Work order – Each record must be printed exactly as given.

Records supplied –
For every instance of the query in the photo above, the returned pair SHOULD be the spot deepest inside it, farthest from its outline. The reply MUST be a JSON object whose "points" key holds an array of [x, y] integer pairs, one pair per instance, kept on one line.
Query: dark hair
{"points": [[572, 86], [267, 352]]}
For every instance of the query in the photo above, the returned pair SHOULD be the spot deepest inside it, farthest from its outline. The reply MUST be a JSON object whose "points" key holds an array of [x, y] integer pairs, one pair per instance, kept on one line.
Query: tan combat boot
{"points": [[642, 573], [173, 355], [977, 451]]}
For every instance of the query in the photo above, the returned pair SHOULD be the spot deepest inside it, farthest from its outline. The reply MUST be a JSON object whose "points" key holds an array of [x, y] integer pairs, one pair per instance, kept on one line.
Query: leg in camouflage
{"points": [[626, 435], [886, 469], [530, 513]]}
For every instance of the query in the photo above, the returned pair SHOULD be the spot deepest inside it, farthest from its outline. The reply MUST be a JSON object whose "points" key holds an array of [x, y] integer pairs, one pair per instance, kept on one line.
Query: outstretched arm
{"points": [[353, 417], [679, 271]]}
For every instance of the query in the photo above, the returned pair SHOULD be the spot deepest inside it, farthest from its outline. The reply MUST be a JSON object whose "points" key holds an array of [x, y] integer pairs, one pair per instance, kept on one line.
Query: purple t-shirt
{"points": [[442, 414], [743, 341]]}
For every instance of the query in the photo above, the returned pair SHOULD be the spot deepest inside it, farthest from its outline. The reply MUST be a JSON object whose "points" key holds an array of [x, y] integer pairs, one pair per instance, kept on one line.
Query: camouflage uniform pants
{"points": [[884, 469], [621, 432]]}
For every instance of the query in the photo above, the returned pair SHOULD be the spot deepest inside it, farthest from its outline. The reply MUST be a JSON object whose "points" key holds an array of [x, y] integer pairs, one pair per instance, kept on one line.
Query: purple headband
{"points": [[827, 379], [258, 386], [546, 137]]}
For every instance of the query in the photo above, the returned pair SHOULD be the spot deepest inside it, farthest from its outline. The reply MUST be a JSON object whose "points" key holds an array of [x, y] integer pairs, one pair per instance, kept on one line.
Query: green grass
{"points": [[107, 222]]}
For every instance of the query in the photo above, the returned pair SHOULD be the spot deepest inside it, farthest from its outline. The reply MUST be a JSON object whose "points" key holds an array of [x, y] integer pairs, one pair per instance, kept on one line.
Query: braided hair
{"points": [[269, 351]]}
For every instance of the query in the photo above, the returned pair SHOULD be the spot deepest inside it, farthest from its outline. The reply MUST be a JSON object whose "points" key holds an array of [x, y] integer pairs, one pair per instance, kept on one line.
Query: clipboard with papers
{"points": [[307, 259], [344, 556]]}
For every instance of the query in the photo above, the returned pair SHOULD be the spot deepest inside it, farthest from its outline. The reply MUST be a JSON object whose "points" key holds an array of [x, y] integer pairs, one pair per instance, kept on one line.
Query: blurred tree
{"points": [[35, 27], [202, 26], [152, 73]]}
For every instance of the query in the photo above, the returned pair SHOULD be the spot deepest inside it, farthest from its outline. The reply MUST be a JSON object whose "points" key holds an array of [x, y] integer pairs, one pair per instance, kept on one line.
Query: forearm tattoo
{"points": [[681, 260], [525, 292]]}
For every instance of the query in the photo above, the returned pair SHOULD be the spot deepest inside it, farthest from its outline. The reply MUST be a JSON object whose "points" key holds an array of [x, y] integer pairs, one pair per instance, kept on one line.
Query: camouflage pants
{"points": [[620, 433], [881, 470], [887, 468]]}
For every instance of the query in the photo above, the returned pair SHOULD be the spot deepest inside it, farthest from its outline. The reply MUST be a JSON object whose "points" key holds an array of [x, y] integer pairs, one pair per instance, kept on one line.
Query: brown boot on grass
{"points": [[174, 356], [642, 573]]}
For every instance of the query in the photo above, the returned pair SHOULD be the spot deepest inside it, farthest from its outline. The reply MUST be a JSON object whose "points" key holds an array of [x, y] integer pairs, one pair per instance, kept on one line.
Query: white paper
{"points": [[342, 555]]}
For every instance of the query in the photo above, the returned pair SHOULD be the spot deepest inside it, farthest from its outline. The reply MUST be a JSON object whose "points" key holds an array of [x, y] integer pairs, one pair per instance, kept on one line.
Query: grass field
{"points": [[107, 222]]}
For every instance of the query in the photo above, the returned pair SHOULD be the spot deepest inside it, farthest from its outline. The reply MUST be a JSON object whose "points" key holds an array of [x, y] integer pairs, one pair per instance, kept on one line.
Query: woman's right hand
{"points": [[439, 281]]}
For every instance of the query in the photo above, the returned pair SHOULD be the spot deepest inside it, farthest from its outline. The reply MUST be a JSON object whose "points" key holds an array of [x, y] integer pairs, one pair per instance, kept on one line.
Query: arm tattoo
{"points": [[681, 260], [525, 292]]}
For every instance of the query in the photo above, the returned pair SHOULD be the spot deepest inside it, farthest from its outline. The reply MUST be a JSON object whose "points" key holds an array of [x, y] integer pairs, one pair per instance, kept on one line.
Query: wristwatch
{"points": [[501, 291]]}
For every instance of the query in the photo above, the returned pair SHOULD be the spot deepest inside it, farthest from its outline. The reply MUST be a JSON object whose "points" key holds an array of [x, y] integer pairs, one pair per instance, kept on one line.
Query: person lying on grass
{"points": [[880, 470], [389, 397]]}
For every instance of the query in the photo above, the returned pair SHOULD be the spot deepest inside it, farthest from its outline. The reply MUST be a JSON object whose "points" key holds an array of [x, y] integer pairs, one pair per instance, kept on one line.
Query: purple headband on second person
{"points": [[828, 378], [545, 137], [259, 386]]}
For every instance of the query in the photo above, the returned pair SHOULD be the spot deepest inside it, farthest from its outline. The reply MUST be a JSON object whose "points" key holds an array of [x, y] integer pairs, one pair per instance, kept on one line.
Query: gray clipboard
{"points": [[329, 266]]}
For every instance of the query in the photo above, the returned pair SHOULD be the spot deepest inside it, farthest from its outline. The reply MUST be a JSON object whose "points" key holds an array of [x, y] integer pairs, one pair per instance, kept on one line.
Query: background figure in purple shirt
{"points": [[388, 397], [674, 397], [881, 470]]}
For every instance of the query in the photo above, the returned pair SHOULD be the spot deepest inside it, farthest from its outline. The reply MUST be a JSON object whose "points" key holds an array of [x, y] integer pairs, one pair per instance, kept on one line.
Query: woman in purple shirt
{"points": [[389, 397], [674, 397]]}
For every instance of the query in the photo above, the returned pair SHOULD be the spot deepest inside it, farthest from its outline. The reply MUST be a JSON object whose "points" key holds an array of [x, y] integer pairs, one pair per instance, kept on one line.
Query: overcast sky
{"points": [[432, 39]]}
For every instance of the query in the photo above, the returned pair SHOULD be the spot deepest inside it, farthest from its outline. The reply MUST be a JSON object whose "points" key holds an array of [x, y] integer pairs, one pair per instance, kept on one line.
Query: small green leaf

Task response –
For every instance of the query in the photo above, the returned pair SHOULD be the spot deepest inside it, farthest from its outline. The reply MUST be a JSON object whose "points" key holds an array of [x, y] integer pairs, one pair per instance, kept on one line.
Query: dark hair
{"points": [[572, 86], [267, 352]]}
For every instance of the query in the photo above, the returned pair SHOULD be the spot deepest inside it, farthest from its outline. The reply MUST be a JSON object whose "points" key holds an array of [x, y] integer pairs, one pair per instance, kept on one line.
Query: tan combat boot
{"points": [[642, 573], [173, 355], [977, 451]]}
For every instance of the query in the photo above, the returned pair SHOULD be the spot deepest inside it, farthest from its outline. The reply MUST be a JSON object whose "points" key holds an array of [x, y] integer pairs, one pair per instance, kept on one line.
Query: leg in camouflage
{"points": [[626, 435], [886, 469], [530, 513]]}
For every instance of the query in the photo above, the returned pair SHOULD be the spot deepest inside it, farthest from its outline. The reply MUST be a JSON object whose "points" key holds an array of [x, y] integer pairs, one pair per instance, kept on one line.
Query: outstretched arm
{"points": [[353, 417], [679, 271]]}
For every instance of the query in the photo above, the returned pair SHOULD be the spot deepest inside it, farthest from its outline. The reply MUST be a JSON object whose "points" key holds an array of [x, y] integer pairs, one pair per instance, kept on one line.
Query: purple t-shirt
{"points": [[442, 414], [743, 341]]}
For every instance of the query in the photo above, the returned pair SHOULD be the spot deepest inside it, farthest from its outline. The reply MUST be a JSON object whose "points" key holds an array of [x, y] integer pairs, one pair per instance, kept on one line.
Query: camouflage uniform pants
{"points": [[884, 469], [621, 432]]}
For every instance of the query in the photo above, the returned pair SHOULD be the spot deepest inside it, farthest from its outline. The reply MUST be a JSON object whose "points" key holds an array of [x, y] integer pairs, one pair per instance, kept on one line.
Query: purple headband
{"points": [[827, 379], [258, 386], [546, 137]]}
For every instance of the query in the photo above, the returned pair SHOULD be the spot deepest inside it, farthest from its outline. The reply MUST be a JSON object whose "points" key holds an array of [x, y] integer pairs, one pair per instance, kept on one line.
Query: green grass
{"points": [[107, 222]]}
For every instance of the query in the photo above, the returned pair SHOULD be the spot deepest inside it, farthest from its outline. The reply MUST be a JSON object whose "points" key holds an array of [x, y] integer pairs, one pair per instance, kept on one line.
Query: braided hair
{"points": [[269, 351]]}
For every instance of the query in the photo above, the returned pair SHOULD be the spot deepest inside it, farthest from its outline. The reply MUST be a JSON object whose "points" key holds an array of [x, y] integer pairs, one pair per instance, kept on one line.
Query: clipboard with papers
{"points": [[307, 259], [344, 556]]}
For every instance of the query in the photo above, the returned pair SHOULD be the spot deepest inside it, farthest from its outline. The reply MUST be a JSON object whose "points" key holds an array of [x, y] integer pairs, one pair per instance, kept on one line.
Query: blurred tree
{"points": [[35, 27], [202, 26], [152, 73]]}
For every instance of the query in the photo above, the returned pair SHOULD be the spot deepest inside it, farthest from its outline. The reply MUST be a JSON object whose "points" key holds an array of [x, y] integer pairs, one pair per instance, kept on one line.
Query: forearm tattoo
{"points": [[681, 260], [525, 292]]}
For every instance of the query in the photo above, the returned pair SHOULD be the spot deepest inside it, farthest from its outline. The reply MUST be a JSON object whose "points" key holds an array of [x, y] integer pairs, one pair per instance, kept on one line.
Query: camouflage pants
{"points": [[620, 433], [881, 470], [887, 468]]}
For every instance of the query in the photo above, the returned pair SHOULD be the spot deepest inside it, farthest from its outline. The reply MUST be a JSON object whose "points" key holds an array of [x, y] integer pairs, one pair per instance, kept on one line.
Query: brown boot on grass
{"points": [[174, 356], [642, 573]]}
For every instance of the query in the photo above, the returned pair SHOULD be the spot deepest inside it, farthest from its outline. The reply MUST be a JSON object whose "points" key holds an array of [x, y] integer pairs, one pair per instance, kept on one line.
Query: white paper
{"points": [[342, 555]]}
For every instance of the query in the photo above, the returned pair SHOULD be the spot deepest inside it, farthest from its outline. The reply MUST be a JSON object whose "points" key holds an array of [x, y] integer pairs, one pair per instance, kept on one line.
Query: grass field
{"points": [[107, 222]]}
For every instance of the query in the photo above, the returned pair SHOULD be the spot deepest inside it, farthest from its outline. The reply MUST be a JSON object whose "points" key holds an array of [x, y] integer pairs, one pair per instance, kept on one line.
Query: woman's right hand
{"points": [[439, 281]]}
For every instance of the query in the photo above, the returned pair SHOULD be the spot deepest inside it, farthest from its outline. The reply MUST be a JSON object whose "points" key holds an array of [x, y] integer pairs, one pair per instance, kept on one line.
Query: arm tattoo
{"points": [[681, 260], [525, 292]]}
For every instance of the query in the photo above, the returned pair SHOULD be the spot deepest inside it, farthest from its outline. The reply MUST be a JSON object whose "points" key holds an array of [x, y] integer pairs, one pair per instance, kept on one line.
Query: wristwatch
{"points": [[501, 291]]}
For every instance of the query in the photo above, the returned pair SHOULD be the spot deepest inside it, farthest from its outline. The reply MUST be a JSON object whose "points" key holds an array of [x, y] integer pairs, one pair per instance, kept on one line.
Query: person lying on grass
{"points": [[880, 470], [389, 397]]}
For every instance of the query in the photo above, the returned pair SHOULD be the spot deepest inside it, farthest from its outline. The reply MUST be a JSON object whose "points" key holds an array of [x, y] integer pairs, one pair per instance, kept on one line.
Query: purple headband on second person
{"points": [[828, 378], [545, 137], [259, 386]]}
For every instance of the query in the photo above, the returned pair SHOULD be the spot deepest inside it, farthest from its outline. The reply MUST be a JSON object whose "points" key holds an array of [x, y] integer pairs, one pair per instance, kept on one line.
Query: gray clipboard
{"points": [[329, 266]]}
For every instance of the query in the photo above, the returned pair SHOULD be the spot deepest inside it, farthest from its outline. The reply MUST be a JSON object whose "points" key holds an array of [x, y] integer pairs, one pair per instance, kept on one line.
Query: background figure in purple shirt
{"points": [[388, 397], [674, 397], [881, 470]]}
For every instance of the query in the photo above, the returned pair SHOULD be the spot deepest inside it, farthest from its outline. The reply MUST be a JSON object whose "points" key holds an array of [x, y] integer pairs, one pair per instance, kept on one line.
Query: woman in purple shirt
{"points": [[389, 397], [674, 397]]}
For every instance of the query in the photo above, the returned pair SHOULD be the spot deepest inside it, farthest from its outline. The reply MUST be a JSON object whose "points" key holds an array of [x, y] integer pairs, one pair per instance, kept on one line.
Query: overcast sky
{"points": [[432, 39]]}
For every instance of the query in the photo above, the returned pair SHOULD be the spot deepest inside it, farthest from its outline. The reply MUST be a JSON object whose "points" key holds an array of [x, y] integer pairs, one pair per instance, kept on one line.
Query: small green leaf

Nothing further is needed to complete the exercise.